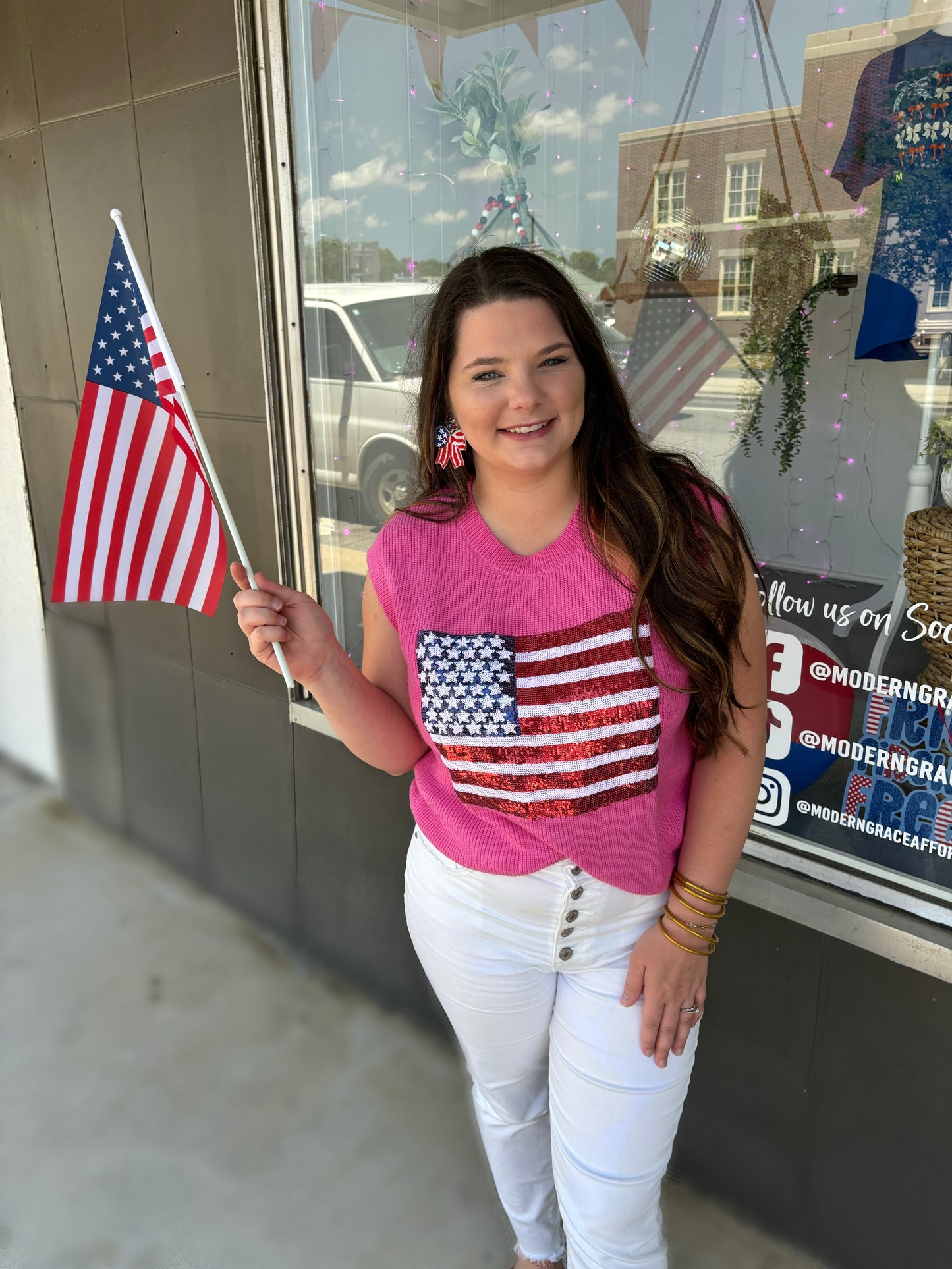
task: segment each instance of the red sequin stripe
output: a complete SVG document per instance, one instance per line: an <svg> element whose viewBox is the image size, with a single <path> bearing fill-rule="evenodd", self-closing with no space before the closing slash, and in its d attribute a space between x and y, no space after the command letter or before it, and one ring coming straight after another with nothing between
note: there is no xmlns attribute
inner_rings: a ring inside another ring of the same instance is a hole
<svg viewBox="0 0 952 1269"><path fill-rule="evenodd" d="M503 775L500 772L451 772L453 784L479 784L485 789L508 789L510 793L537 793L551 789L557 796L561 789L584 789L589 784L600 784L614 775L631 775L632 784L641 784L642 772L654 772L658 766L658 751L642 754L641 758L619 758L614 763L602 763L588 766L584 772L543 772L539 775ZM644 779L649 777L645 775Z"/></svg>
<svg viewBox="0 0 952 1269"><path fill-rule="evenodd" d="M576 643L580 638L593 638L595 634L608 634L611 631L631 629L631 609L626 608L621 613L608 613L605 617L595 617L581 626L570 626L564 631L551 631L548 634L517 634L517 652L538 652L547 647L562 647L565 643ZM642 643L645 641L642 640Z"/></svg>
<svg viewBox="0 0 952 1269"><path fill-rule="evenodd" d="M595 811L599 806L609 806L612 802L623 802L642 793L651 793L658 787L658 777L642 784L618 784L613 789L603 789L600 793L592 793L589 797L550 798L545 802L510 802L508 798L482 797L480 793L459 793L461 802L471 802L473 806L487 806L494 811L504 811L506 815L520 815L526 820L561 820L569 815L584 815L586 811Z"/></svg>
<svg viewBox="0 0 952 1269"><path fill-rule="evenodd" d="M576 683L550 683L545 688L523 688L515 680L515 699L522 711L523 706L560 706L567 700L598 700L602 697L612 697L627 692L654 692L654 703L658 707L658 684L647 670L625 670L622 674L599 674L598 678L579 679Z"/></svg>
<svg viewBox="0 0 952 1269"><path fill-rule="evenodd" d="M616 731L598 740L583 740L555 745L437 745L449 763L570 763L574 758L595 758L613 754L618 749L637 745L655 745L661 735L660 726L638 731Z"/></svg>
<svg viewBox="0 0 952 1269"><path fill-rule="evenodd" d="M647 700L633 700L627 706L586 709L584 713L553 712L545 718L520 718L519 730L523 736L561 735L565 737L565 744L571 744L572 732L588 731L590 727L612 727L617 723L633 722L636 718L655 718L656 716L658 698L654 697Z"/></svg>
<svg viewBox="0 0 952 1269"><path fill-rule="evenodd" d="M651 650L647 640L641 641L645 655ZM599 643L584 652L565 652L562 656L547 656L545 661L523 661L517 656L515 671L520 679L533 679L537 674L562 674L566 670L585 670L593 665L611 665L612 661L631 661L637 657L631 640L618 640L616 643ZM633 671L632 671L633 673Z"/></svg>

——

• _TASK OBJECTIVE_:
Copy every line of the data above word for word, leaving out the picture.

• _FULL RESPONSE_:
task: segment each instance of the red sequin stripe
output: a complete SVG document per instance, one instance per line: an <svg> element whose viewBox is the image size, with a single <path> bearing fill-rule="evenodd", self-closing with no space before the closing slash, and in its d attribute a space between x and y, no space after the command letter or before it, and one ring coming straight after another with nothing between
note: there is no xmlns attribute
inner_rings: a ring inside another ring of the same instance is a hole
<svg viewBox="0 0 952 1269"><path fill-rule="evenodd" d="M503 775L500 772L451 772L453 784L479 784L485 789L508 789L510 793L537 793L551 789L557 796L561 789L584 789L589 784L600 784L614 775L631 775L632 784L641 784L642 772L654 772L658 766L658 751L642 754L641 758L619 758L614 763L602 763L588 766L584 772L543 772L539 775ZM644 779L649 777L645 775Z"/></svg>
<svg viewBox="0 0 952 1269"><path fill-rule="evenodd" d="M576 643L580 638L593 638L595 634L608 634L611 631L631 629L631 609L626 608L621 613L608 613L605 617L595 617L581 626L570 626L564 631L551 631L548 634L517 634L517 652L538 652L547 647L562 647L565 643ZM642 643L645 641L642 640Z"/></svg>
<svg viewBox="0 0 952 1269"><path fill-rule="evenodd" d="M595 811L599 806L609 806L612 802L623 802L642 793L651 793L658 787L658 777L642 784L618 784L613 789L603 789L600 793L592 793L589 797L550 798L545 802L510 802L508 798L482 797L480 793L459 793L461 802L471 802L473 806L487 806L494 811L504 811L506 815L520 815L526 820L561 820L569 815L584 815L586 811Z"/></svg>
<svg viewBox="0 0 952 1269"><path fill-rule="evenodd" d="M576 683L550 683L545 688L523 688L515 680L515 699L522 711L523 706L560 706L567 700L598 700L602 697L612 697L627 692L654 692L654 703L658 707L658 684L647 670L625 670L622 674L599 674L598 678L579 679Z"/></svg>
<svg viewBox="0 0 952 1269"><path fill-rule="evenodd" d="M616 731L598 740L583 740L555 745L437 745L449 763L570 763L574 758L595 758L613 754L618 749L637 745L655 745L661 735L660 726L638 731Z"/></svg>
<svg viewBox="0 0 952 1269"><path fill-rule="evenodd" d="M647 700L633 700L627 706L586 709L584 713L553 712L545 718L520 718L519 730L523 736L561 735L565 737L565 744L571 744L572 732L588 731L590 727L612 727L617 723L633 722L636 718L655 718L656 716L658 698L654 697Z"/></svg>
<svg viewBox="0 0 952 1269"><path fill-rule="evenodd" d="M651 650L647 640L641 641L645 655ZM599 643L584 652L565 652L562 656L547 656L545 661L523 661L517 656L515 671L520 679L533 679L537 674L562 674L566 670L585 670L593 665L611 665L612 661L631 661L637 657L631 640L618 640L616 643ZM633 671L632 671L633 673Z"/></svg>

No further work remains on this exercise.